### TEXT SHOWN
In fact, all the chambers between the 2 rotors are being filled and emptied continuously. This means that with a screw compressor the compression process is more or less ongoing. The design of a screw compressor combines the advantages of a positive displacement machine with those of a rotating machine making this type of compressor suitable for a wide range of applications.
These compressors are the most common for 1.8 to 350 kW systems.
The Working Principle
A reciprocating compressor compresses refrigerant vapour in a cylinder using a piston. In a way, reciprocating compressors are like car engines: the pistons are directly driven through a wrist pin and connecting rod from a crankshaft. Depending on their size, reciprocating compressors may have 1 or more cylinders. Multiple cylinders might be arranged in a line, opposed or in a V shape. In each cylinder, reciprocating compressors have both a suction valve and discharge valve. These valves give the compressor its ability to pump refrigerant vapour against a pressure difference. They are usually located in the head of the cylinder, in passages connected to the high or low-pressure side of the system. Let's follow the compression process in the single-cylinder reciprocating compressor during one complete revolution of the crankshaft. Starting with the piston at the top of its stroke or at the top dead center the piston begins to move downward as the crankshaft rotates. Because both valves are closed the downward moving piston reduces the pressure in the cylinder. As the pressure in the cylinder falls below the low side pressure in the suction line the pressure difference opens the suction valve letting the refrigerant vapour flow into the cylinder. The piston continues down and pulls in more vapour until the cylinder is filled with low-pressure vapour at the bottom of its stroke. Once past bottom dead center the piston begins its upward stroke, the suction valve closes. As the piston moves up it reduces the volume of the space in the cylinder increasing the pressure of the vapour. When the pressure in the cylinder exceeds the high side pressure in the discharge line the pressure difference pushes the discharge valve open letting the compressed vapour flow out of the cylinder. This continues until the piston reaches the top of its stroke and most of the compressed vapour has been expelled into the discharge line. When the piston begins its downward stroke the discharge line closes, the complete cycle then repeats during the crankshaft's each revolution. This is the mechanical positive displacement vapour compression cycle a reciprocating compressor.
These are a type of orbital motion positive displacement compressor. Their use in heat pump systems is increasing. Their capacity can be controlled by varying the drive speed or the compressor displacement. Scroll compressors have low noise and vibration levels.
The Working Principle
A scroll compressor, aka scroll pump, consists of a shell with an inlet and an outlet. The lower part of the shell contains a lubricant which is used, for example, to lubricate plain bearings. A motor sets an Archimedean scroll in motion. The scroll is located in the shell's upper part. The scroll housing has an inlet as well as a discharge port and fixed scroll. The scroll housing has a base plate. The fixed scroll is attached to the underside of this base plate. The refrigerant vapour is absorbed in the forming chambers and transported to the center of the scroll set. As the rotation progresses the chambers become much smaller so that the vapour is compressed within the compressor. Therefore, this type of compression is called internal. In the middle of scroll housing, there's a discharge port through which the compressed gas can escape. Normally, there's also a check valve.

### DATA SECTION
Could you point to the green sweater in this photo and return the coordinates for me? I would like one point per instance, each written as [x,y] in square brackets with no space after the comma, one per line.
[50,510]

### DIRECTIVES
**1)** In the compressor text, rename "screw compressor" as "rotary screw compressor" and write out the passage from "In fact, all" up to and including "350 kW systems.".
**2)** According to the compressor text, where are the suction and discharge valves of a reciprocating compressor usually located?
The lines have no role in this exercise.

### SOLUTIONS
**1)**
In fact, all the chambers between the 2 rotors are being filled and emptied continuously. This means that with a rotary screw compressor the compression process is more or less ongoing. The design of a rotary screw compressor combines the advantages of a positive displacement machine with those of a rotating machine making this type of compressor suitable for a wide range of applications.
These compressors are the most common for 1.8 to 350 kW systems.

**2)** In the head of the cylinder, in passages connected to the high or low-pressure side of the system.